═══ Dataset content ═══
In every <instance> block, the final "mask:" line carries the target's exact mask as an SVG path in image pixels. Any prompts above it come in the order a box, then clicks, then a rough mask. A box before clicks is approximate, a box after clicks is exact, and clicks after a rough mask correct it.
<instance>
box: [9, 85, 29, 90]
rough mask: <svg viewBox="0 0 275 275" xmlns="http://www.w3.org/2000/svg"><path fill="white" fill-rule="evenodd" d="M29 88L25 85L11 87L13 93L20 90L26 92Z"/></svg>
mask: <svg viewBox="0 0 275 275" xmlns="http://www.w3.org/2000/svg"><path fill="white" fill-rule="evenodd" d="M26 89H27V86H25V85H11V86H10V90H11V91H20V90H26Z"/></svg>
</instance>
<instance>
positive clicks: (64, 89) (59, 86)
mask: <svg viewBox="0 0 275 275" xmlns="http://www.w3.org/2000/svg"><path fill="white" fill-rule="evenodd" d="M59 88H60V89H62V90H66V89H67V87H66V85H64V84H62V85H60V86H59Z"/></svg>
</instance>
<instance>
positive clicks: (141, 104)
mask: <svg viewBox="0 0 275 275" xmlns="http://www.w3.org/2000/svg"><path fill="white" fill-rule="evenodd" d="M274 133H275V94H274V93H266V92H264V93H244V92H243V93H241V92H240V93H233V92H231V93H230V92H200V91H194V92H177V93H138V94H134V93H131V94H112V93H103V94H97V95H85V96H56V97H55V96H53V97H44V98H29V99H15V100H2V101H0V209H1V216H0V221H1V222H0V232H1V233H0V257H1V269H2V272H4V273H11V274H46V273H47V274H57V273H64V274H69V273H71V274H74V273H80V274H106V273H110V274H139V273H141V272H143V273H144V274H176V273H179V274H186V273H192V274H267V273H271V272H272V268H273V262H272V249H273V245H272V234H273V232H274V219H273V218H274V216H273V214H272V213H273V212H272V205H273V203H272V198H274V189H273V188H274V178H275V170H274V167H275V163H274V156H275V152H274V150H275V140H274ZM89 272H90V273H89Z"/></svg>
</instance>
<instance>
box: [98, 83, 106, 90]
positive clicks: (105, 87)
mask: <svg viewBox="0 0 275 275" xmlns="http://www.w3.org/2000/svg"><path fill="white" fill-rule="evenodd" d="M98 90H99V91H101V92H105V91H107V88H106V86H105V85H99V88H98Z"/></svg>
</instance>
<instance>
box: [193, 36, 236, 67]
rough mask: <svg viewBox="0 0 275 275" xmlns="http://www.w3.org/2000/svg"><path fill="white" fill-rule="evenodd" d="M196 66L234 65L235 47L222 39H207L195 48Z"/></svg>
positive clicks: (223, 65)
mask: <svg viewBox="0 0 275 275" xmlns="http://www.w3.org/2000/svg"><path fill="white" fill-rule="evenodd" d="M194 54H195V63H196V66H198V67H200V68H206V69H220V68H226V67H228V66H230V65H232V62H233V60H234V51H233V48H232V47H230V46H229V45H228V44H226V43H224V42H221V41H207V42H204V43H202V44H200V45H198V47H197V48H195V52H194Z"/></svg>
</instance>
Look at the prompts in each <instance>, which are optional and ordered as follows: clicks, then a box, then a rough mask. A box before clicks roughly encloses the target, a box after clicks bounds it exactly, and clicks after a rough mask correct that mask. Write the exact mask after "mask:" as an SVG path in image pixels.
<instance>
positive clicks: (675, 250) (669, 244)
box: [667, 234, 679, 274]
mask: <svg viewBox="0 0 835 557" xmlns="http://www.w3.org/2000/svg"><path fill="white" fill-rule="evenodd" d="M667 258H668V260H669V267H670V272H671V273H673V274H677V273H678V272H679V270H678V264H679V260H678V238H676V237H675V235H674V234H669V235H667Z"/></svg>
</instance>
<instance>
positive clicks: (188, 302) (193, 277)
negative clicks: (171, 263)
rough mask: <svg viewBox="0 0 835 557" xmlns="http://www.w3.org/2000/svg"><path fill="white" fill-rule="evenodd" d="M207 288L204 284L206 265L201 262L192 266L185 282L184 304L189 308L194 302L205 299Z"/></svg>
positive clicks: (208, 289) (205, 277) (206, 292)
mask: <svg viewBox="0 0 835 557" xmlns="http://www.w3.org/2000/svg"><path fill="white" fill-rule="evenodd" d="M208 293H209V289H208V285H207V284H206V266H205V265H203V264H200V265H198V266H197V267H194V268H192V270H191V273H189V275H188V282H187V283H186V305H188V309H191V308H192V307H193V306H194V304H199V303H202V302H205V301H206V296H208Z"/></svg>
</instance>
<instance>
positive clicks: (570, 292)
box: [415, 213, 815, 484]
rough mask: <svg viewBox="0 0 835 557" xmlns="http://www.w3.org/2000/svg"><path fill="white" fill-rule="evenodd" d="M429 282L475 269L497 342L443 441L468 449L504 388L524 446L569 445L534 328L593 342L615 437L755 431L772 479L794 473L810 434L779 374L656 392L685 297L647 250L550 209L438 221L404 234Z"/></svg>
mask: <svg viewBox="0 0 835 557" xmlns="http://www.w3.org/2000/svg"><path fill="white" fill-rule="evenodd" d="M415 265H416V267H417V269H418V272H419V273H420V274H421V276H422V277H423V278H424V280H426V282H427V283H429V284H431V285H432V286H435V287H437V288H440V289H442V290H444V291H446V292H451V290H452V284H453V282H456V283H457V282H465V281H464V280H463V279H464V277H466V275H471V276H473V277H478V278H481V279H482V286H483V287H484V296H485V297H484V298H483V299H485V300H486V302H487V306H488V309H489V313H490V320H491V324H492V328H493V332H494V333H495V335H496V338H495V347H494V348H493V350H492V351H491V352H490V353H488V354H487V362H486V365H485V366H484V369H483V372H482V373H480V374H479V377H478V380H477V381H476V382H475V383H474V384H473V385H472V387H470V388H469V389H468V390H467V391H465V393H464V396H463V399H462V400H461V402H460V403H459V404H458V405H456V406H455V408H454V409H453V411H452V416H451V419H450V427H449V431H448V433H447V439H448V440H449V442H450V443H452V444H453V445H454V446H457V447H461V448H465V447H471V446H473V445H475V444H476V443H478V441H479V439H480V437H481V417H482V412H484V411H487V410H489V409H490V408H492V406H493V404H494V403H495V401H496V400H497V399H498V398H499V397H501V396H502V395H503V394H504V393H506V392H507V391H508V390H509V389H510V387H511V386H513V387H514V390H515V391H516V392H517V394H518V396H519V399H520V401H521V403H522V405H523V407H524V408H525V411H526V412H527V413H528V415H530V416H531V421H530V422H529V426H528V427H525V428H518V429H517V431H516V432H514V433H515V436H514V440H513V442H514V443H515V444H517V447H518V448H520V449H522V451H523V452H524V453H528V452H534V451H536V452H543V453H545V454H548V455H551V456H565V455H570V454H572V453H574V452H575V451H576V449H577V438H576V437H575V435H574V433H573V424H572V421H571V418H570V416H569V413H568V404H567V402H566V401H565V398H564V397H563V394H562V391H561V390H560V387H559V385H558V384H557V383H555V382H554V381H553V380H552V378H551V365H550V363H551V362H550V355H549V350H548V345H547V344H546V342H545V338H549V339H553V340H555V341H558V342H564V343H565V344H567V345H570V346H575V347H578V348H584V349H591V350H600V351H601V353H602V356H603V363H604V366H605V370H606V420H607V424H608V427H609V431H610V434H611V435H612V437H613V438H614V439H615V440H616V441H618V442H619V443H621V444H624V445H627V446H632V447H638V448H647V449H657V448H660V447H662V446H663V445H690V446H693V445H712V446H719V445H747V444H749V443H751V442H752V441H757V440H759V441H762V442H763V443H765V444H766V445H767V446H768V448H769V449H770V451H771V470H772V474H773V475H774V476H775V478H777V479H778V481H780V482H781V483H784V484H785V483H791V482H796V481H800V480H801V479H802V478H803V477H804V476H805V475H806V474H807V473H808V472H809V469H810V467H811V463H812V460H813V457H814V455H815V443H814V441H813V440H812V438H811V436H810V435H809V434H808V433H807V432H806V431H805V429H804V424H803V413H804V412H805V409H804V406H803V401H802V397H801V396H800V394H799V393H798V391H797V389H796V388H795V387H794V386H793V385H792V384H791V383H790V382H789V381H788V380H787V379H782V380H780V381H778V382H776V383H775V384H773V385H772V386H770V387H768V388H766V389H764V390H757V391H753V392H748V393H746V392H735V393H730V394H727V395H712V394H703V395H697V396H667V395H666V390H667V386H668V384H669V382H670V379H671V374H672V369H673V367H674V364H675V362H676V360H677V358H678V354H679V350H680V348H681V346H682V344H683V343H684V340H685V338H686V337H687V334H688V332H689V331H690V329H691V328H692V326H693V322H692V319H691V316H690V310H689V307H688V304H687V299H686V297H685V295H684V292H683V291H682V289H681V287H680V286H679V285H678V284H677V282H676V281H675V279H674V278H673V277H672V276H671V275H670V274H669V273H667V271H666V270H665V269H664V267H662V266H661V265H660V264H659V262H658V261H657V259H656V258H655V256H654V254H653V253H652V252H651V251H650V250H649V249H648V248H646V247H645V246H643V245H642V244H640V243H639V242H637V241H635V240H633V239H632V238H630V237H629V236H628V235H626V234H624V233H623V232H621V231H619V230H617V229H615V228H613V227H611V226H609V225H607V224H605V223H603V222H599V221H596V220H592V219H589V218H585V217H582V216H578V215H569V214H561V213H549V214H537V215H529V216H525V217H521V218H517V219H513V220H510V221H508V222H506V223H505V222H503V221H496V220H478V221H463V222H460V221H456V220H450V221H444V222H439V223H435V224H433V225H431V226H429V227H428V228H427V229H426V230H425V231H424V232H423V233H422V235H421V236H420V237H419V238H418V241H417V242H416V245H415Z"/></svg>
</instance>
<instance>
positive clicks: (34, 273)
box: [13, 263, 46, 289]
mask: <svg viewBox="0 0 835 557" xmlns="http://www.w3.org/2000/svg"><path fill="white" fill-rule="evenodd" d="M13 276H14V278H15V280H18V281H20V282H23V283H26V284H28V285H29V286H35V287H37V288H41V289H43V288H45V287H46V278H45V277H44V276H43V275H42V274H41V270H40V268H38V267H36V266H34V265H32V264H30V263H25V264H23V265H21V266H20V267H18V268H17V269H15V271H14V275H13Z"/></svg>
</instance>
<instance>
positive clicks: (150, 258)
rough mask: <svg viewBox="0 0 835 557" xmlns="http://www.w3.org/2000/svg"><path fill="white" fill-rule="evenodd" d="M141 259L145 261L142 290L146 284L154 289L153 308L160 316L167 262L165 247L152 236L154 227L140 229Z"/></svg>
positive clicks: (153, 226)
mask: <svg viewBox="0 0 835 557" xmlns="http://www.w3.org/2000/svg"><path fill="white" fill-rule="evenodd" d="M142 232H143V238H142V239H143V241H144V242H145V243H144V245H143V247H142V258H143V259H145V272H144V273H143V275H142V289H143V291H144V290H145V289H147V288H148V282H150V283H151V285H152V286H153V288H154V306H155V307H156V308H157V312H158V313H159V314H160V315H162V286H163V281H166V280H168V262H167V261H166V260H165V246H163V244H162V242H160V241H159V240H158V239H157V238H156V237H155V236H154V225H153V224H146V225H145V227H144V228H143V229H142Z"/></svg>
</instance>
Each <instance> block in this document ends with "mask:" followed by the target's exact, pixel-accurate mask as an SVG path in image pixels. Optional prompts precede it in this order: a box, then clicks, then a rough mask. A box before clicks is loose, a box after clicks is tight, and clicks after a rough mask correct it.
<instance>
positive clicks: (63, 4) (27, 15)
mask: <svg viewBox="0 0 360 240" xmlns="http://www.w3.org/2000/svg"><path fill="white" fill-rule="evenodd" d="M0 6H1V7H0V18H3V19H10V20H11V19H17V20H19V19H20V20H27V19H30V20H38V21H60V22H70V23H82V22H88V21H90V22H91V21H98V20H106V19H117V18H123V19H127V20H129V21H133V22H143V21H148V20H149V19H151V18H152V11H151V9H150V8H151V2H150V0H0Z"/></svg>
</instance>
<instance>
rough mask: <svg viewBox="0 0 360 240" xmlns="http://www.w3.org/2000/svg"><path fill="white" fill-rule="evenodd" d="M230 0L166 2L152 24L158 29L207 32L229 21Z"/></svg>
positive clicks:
═══
Problem statement:
From the first line of the data above to the line holding "box: [9, 85, 29, 90]", reproduce each line exactly; emit no other lines.

Result:
In every <instance> block, the final "mask:" line carries the target's exact mask as an SVG path in image pixels. Any prompts above it come in the order a box, then clicks, then a rough mask. A box before clicks is approximate, a box after clicks is exact, and clicks after a rough mask correct it.
<instance>
box: [9, 85, 29, 90]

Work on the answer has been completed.